• Work to complete
Please rewrite every one of the rows below as a JSON list of strings, with each line as its own string and blank lines left out.

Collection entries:
════════════════

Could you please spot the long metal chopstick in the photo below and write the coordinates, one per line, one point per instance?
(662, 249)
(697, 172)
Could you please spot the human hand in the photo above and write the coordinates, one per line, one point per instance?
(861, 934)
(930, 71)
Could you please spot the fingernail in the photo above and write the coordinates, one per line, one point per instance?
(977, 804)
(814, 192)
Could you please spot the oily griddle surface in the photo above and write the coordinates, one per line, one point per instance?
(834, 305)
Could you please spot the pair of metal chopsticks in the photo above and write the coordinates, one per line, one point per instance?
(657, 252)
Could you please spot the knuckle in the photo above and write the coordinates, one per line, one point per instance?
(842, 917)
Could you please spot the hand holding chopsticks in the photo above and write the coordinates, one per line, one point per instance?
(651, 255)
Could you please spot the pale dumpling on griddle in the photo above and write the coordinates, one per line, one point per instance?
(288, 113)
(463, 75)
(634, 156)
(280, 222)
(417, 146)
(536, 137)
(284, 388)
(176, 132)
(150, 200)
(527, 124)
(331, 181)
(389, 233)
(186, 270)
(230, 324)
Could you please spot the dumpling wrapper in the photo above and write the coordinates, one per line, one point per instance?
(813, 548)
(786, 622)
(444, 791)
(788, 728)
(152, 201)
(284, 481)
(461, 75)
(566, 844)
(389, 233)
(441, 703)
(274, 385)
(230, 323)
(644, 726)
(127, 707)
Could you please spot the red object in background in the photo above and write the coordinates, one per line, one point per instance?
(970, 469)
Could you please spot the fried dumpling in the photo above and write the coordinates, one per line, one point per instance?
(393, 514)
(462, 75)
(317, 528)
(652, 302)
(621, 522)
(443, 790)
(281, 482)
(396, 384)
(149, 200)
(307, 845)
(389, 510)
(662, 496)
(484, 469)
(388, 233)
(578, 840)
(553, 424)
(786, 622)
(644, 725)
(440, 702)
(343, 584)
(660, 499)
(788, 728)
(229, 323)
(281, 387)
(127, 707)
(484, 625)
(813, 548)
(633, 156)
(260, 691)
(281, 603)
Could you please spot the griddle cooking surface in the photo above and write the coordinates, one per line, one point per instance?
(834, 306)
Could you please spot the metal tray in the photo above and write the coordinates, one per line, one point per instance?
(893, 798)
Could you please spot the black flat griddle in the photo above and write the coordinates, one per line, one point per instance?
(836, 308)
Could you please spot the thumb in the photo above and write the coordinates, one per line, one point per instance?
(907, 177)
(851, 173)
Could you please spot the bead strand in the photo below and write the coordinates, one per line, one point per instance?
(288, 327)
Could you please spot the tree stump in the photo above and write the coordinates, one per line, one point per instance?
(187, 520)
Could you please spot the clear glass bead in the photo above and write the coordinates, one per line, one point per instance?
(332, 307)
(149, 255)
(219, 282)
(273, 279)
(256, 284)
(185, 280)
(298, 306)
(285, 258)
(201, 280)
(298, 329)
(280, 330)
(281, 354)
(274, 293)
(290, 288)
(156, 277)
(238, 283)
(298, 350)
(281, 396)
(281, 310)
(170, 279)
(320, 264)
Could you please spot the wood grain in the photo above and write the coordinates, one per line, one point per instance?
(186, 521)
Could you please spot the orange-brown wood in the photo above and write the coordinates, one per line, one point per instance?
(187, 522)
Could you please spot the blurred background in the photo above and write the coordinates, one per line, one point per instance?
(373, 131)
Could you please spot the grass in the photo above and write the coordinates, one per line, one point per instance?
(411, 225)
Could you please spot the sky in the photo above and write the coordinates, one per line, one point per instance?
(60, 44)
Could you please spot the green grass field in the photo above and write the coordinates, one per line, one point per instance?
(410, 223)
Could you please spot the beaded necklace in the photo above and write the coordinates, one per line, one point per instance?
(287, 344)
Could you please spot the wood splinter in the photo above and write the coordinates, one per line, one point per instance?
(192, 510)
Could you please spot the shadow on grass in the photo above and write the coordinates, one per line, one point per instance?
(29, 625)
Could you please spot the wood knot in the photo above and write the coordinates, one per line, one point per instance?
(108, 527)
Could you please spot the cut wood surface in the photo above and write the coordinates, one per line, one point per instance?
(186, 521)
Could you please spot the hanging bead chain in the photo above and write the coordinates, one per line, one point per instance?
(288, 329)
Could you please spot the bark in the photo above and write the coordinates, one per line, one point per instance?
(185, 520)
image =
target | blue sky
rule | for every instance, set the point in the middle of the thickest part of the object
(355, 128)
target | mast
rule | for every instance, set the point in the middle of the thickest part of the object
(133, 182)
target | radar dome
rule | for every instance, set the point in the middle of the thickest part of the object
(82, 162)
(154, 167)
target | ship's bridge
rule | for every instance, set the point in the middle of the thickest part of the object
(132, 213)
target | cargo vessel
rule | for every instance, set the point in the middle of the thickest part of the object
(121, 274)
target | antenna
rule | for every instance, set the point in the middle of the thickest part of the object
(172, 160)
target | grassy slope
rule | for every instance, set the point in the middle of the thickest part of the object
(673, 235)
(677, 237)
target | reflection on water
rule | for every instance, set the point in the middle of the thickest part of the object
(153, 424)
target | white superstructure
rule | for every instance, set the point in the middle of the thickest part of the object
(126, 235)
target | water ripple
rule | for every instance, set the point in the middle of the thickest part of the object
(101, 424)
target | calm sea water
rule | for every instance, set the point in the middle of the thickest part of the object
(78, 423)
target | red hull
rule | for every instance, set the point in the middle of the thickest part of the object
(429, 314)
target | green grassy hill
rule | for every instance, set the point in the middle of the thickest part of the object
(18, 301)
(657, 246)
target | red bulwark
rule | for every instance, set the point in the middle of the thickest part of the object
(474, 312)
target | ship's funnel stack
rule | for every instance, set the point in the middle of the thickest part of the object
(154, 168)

════════════════

• Written response
[
  "Could you please spot the long metal chopstick in the photo below and write the coordinates, one per line, one point per instance?",
  "(662, 249)",
  "(697, 172)",
  "Could you please spot the human hand in the photo above and write the coordinates, one per line, one point per instance?",
  "(861, 934)",
  "(930, 71)",
  "Could you please spot the fingernail in the photo above and write the coordinates, one per line, one point per instance?",
  "(977, 804)",
  "(814, 192)",
  "Could you please spot the oily griddle surface in the photo above and write the coordinates, one per line, one point per instance?",
  "(834, 305)",
  "Could you please spot the pair of metal chopsticks in the photo above and write the coordinates, one per line, one point per instance?",
  "(657, 252)",
  "Could you please spot the knuckle in the photo above and write the coordinates, one per line, one point per instance?",
  "(842, 917)",
  "Could you please spot the hand holding chopsticks in the photo above and write the coordinates, one per line, one point per instance?",
  "(651, 255)",
  "Could you please spot the pale dumpling on griddle in the photo above and write the coordinates, one per line, one point per instance?",
  "(288, 113)",
  "(463, 75)",
  "(634, 156)",
  "(280, 222)",
  "(417, 146)",
  "(536, 137)",
  "(284, 388)",
  "(176, 132)",
  "(150, 200)",
  "(527, 124)",
  "(331, 181)",
  "(389, 233)",
  "(186, 270)",
  "(230, 324)",
  "Could you please spot the dumpling wrapper in the photo above and write the coordinates, one per line, one point per instance?",
  "(813, 548)",
  "(786, 622)",
  "(444, 791)",
  "(788, 728)",
  "(152, 201)",
  "(284, 481)",
  "(461, 75)",
  "(566, 844)",
  "(389, 233)",
  "(441, 703)",
  "(274, 385)",
  "(230, 323)",
  "(644, 726)",
  "(127, 707)",
  "Could you please spot the red object in background in the photo above and write the coordinates, one per line, one point per instance?",
  "(970, 469)",
  "Could you please spot the fried dumpling in the photo above and write the coordinates, one per line, one point per instance?",
  "(393, 514)",
  "(462, 75)",
  "(317, 528)",
  "(652, 302)",
  "(621, 522)",
  "(443, 790)",
  "(281, 482)",
  "(396, 384)",
  "(149, 200)",
  "(307, 845)",
  "(389, 510)",
  "(662, 496)",
  "(484, 469)",
  "(388, 233)",
  "(578, 840)",
  "(553, 424)",
  "(786, 622)",
  "(644, 725)",
  "(440, 702)",
  "(343, 584)",
  "(660, 499)",
  "(788, 728)",
  "(229, 323)",
  "(281, 387)",
  "(127, 707)",
  "(484, 625)",
  "(813, 548)",
  "(633, 156)",
  "(260, 691)",
  "(281, 603)",
  "Could you please spot the griddle cooking surface in the photo above and write the coordinates, one per line, one point per instance?",
  "(834, 306)",
  "Could you please spot the metal tray in the photo above and write the coordinates, one per line, one point per instance?",
  "(893, 798)",
  "Could you please spot the black flat griddle in the photo above and write the coordinates, one per line, one point per instance?",
  "(836, 308)",
  "Could you please spot the thumb in the photo above and write the coordinates, one per line, one point per instance?",
  "(907, 177)",
  "(851, 173)",
  "Could you please spot the bead strand in the photo below and write the coordinates, one per line, one point per instance?",
  "(288, 327)",
  "Could you please spot the tree stump in the photo above and write the coordinates, one per line, one point per instance?",
  "(187, 520)",
  "Could you please spot the clear glass bead in the photo above and write the coordinates, one per line, one point per instance?",
  "(332, 307)",
  "(149, 255)",
  "(219, 282)",
  "(273, 279)",
  "(256, 284)",
  "(185, 280)",
  "(298, 306)",
  "(285, 258)",
  "(201, 280)",
  "(298, 329)",
  "(280, 330)",
  "(281, 354)",
  "(274, 293)",
  "(290, 288)",
  "(156, 277)",
  "(238, 283)",
  "(298, 350)",
  "(281, 396)",
  "(281, 310)",
  "(170, 279)",
  "(320, 264)",
  "Could you please spot the wood grain in the photo above and write the coordinates, one per line, one point per instance?",
  "(186, 521)",
  "Could you please spot the orange-brown wood in the photo above and write the coordinates, one per line, one point per instance?",
  "(187, 522)",
  "Could you please spot the blurred background in the photo above and write the coordinates, one per line, one point per instance?",
  "(373, 131)",
  "Could you please spot the grass in the photo above and write the coordinates, one per line, one point per instance?",
  "(411, 225)",
  "Could you please spot the sky in the photo above and write the coordinates, one per line, one point per instance?",
  "(60, 44)",
  "Could you please spot the green grass field in the photo above and write the coordinates, one per line, one point per instance?",
  "(410, 223)",
  "Could you please spot the beaded necklace in the photo above and write the coordinates, one per line, one point per instance?",
  "(287, 344)",
  "Could you please spot the wood splinter in the photo above and write the coordinates, one per line, one point per instance?",
  "(192, 510)",
  "Could you please spot the shadow on grass in the photo above and write the coordinates, one per line, one point per instance?",
  "(29, 625)",
  "Could you please spot the wood knot in the photo above and write the coordinates, one per line, one point per instance?",
  "(108, 527)",
  "Could you please spot the cut wood surface in the photo above and write the coordinates, one per line, one point per instance?",
  "(186, 521)",
  "Could you please spot the hanging bead chain in the photo above and write the coordinates, one per line, one point per instance?",
  "(288, 329)",
  "Could you please spot the bark in the photo above and write the coordinates, one per line, one point per instance?",
  "(185, 520)",
  "image =",
  "target | blue sky",
  "rule | for every instance, set the point in the middle of the thickest part of the object",
  "(355, 128)",
  "target | mast",
  "rule | for every instance, set the point in the middle of the thickest part of the object",
  "(133, 182)",
  "target | radar dome",
  "rule | for every instance, set the point in the middle of the thickest part of the object",
  "(82, 162)",
  "(154, 167)",
  "target | ship's bridge",
  "rule | for every instance, set the point in the middle of the thickest part of the object",
  "(132, 213)",
  "target | cargo vessel",
  "rule | for every instance, set the point in the middle of the thickest part of the object",
  "(121, 274)",
  "target | antenna",
  "rule | for every instance, set the point in the middle of the thickest part of the object",
  "(172, 160)",
  "target | grassy slope",
  "rule | for every instance, set the point in the middle of the thickest part of the object",
  "(673, 235)",
  "(677, 237)",
  "target | reflection on water",
  "rule | for every instance, set the point in the middle of the thickest part of the object",
  "(153, 424)",
  "target | white superstructure",
  "rule | for every instance, set the point in the middle of the thickest part of the object",
  "(126, 235)",
  "target | water ripple",
  "rule | for every instance, set the point in the middle of the thickest part of the object",
  "(101, 424)",
  "target | calm sea water",
  "rule | for every instance, set the point in the middle of the thickest part of the object",
  "(78, 423)",
  "target | red hull",
  "rule | for every instance, set the point in the middle of the thickest part of the object",
  "(429, 314)",
  "target | green grassy hill",
  "rule | for every instance, set the point in the middle of the thickest part of the object",
  "(18, 301)",
  "(657, 246)",
  "target | red bulwark",
  "rule | for every instance, set the point in the middle of the thickest part of the object",
  "(474, 312)",
  "target | ship's funnel stack",
  "rule | for every instance, set the point in the middle of the thickest part of the object",
  "(154, 168)"
]